* **SHORT TASK**
Return each line of the data below that contains the string "plant". Case matters, so a match must have the same capitalization.

**********

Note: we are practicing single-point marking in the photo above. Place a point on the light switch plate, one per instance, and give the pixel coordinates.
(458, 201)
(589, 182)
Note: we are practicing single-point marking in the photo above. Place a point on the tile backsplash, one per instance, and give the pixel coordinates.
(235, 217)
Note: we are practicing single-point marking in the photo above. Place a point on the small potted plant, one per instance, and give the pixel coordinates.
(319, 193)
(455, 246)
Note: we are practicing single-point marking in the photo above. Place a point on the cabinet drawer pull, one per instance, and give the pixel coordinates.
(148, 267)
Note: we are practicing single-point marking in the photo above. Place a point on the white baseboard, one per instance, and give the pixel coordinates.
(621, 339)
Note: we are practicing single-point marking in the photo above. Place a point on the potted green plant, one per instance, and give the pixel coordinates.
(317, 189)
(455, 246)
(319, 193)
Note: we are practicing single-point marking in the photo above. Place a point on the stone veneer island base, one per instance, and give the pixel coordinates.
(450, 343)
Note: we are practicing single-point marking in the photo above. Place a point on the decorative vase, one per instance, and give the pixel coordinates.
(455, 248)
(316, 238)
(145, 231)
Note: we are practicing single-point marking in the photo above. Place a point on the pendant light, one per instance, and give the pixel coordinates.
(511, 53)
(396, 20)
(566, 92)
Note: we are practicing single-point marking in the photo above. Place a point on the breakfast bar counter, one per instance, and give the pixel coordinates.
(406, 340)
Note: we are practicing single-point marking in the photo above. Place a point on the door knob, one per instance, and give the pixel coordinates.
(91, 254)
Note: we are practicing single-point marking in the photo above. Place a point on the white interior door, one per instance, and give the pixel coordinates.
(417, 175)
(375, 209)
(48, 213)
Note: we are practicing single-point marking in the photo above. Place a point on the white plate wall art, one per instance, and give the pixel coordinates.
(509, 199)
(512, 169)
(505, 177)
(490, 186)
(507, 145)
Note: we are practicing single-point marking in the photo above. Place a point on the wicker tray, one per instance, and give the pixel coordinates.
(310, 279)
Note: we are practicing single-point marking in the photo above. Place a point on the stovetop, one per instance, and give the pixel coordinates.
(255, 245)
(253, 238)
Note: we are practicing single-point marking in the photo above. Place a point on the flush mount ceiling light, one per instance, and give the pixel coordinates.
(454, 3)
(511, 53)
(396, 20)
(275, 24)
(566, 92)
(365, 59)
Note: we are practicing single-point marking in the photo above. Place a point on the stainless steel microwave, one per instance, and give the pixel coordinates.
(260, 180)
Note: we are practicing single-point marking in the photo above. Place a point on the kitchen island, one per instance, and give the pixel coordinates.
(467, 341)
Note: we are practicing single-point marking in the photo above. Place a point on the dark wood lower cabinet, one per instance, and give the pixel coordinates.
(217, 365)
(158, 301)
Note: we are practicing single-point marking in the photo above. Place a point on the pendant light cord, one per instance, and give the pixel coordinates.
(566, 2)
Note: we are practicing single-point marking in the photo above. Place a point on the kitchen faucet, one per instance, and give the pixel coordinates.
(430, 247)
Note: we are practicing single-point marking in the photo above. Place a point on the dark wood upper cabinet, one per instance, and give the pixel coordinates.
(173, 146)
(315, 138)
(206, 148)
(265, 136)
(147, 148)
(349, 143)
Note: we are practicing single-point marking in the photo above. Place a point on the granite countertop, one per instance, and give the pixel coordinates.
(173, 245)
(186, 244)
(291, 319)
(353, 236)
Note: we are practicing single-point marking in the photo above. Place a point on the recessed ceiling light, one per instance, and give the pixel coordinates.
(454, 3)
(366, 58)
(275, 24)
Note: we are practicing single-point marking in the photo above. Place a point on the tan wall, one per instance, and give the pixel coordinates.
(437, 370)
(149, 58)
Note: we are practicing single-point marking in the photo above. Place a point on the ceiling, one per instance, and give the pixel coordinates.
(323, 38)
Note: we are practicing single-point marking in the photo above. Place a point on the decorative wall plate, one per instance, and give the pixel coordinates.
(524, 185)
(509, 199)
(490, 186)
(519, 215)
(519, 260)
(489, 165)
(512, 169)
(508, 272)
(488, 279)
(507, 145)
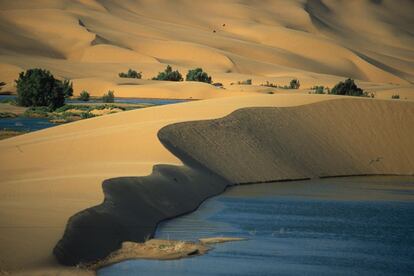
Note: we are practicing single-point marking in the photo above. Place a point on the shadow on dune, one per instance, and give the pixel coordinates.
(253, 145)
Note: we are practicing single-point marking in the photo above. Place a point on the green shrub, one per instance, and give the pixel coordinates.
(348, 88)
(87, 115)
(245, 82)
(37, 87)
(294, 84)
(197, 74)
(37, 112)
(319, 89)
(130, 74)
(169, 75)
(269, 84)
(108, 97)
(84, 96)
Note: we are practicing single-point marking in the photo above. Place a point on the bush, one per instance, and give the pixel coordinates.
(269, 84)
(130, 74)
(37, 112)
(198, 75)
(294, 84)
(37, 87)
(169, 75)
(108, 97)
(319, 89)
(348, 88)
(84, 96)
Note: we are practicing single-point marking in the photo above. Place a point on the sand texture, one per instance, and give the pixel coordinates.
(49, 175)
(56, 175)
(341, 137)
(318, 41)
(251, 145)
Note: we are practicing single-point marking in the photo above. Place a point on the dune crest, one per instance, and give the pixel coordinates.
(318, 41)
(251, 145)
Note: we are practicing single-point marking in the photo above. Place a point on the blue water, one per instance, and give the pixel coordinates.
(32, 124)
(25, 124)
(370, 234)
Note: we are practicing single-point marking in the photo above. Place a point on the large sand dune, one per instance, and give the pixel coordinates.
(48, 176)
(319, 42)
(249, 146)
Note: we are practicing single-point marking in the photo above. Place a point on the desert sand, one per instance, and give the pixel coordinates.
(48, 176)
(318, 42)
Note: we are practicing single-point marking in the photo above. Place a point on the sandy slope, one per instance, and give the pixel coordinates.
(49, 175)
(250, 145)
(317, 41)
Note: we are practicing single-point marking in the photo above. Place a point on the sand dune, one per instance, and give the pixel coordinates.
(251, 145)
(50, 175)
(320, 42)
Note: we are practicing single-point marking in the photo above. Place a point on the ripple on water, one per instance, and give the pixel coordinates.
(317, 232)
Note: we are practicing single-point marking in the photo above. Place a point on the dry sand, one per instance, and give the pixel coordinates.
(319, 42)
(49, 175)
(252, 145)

**********

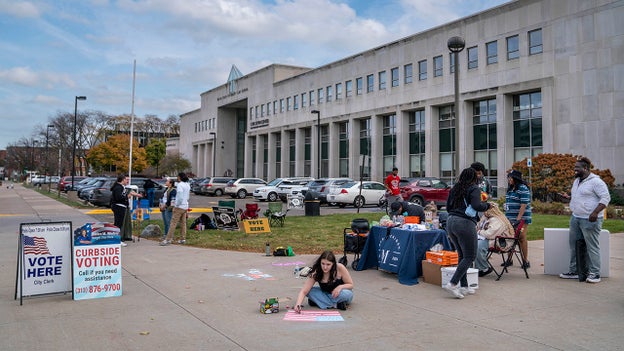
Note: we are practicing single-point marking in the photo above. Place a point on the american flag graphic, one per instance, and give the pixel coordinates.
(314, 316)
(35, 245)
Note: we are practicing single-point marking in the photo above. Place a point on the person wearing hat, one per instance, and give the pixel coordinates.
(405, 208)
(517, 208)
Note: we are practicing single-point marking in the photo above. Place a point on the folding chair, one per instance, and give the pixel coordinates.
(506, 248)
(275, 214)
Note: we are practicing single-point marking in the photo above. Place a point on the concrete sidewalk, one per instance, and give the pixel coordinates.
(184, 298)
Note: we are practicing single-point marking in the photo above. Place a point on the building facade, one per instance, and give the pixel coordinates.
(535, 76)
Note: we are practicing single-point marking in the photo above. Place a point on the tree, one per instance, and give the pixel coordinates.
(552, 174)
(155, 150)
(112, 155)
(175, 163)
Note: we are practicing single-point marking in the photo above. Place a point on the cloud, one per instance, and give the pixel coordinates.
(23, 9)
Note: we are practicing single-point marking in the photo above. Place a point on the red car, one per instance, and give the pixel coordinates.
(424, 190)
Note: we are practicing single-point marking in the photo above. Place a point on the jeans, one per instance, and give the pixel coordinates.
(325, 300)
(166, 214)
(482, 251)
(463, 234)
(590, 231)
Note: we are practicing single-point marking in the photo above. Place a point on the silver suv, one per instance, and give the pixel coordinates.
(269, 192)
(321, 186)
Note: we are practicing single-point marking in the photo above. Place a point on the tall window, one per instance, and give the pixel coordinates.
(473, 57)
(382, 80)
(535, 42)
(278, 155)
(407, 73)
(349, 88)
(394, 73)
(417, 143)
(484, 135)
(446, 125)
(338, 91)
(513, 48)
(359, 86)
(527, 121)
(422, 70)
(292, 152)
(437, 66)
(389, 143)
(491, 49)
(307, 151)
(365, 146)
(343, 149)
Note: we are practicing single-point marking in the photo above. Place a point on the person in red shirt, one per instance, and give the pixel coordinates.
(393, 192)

**********

* **RESULT OF THIS EXERCISE**
Note: we are practicing single-point marking in the photo above. Place a point on the small potted plant, one per instance, and give the pixel coordinates.
Note: we are practicing single-point marking in the photo above. Place a point on the potted green plant, one per instance, and give the pixel coordinates.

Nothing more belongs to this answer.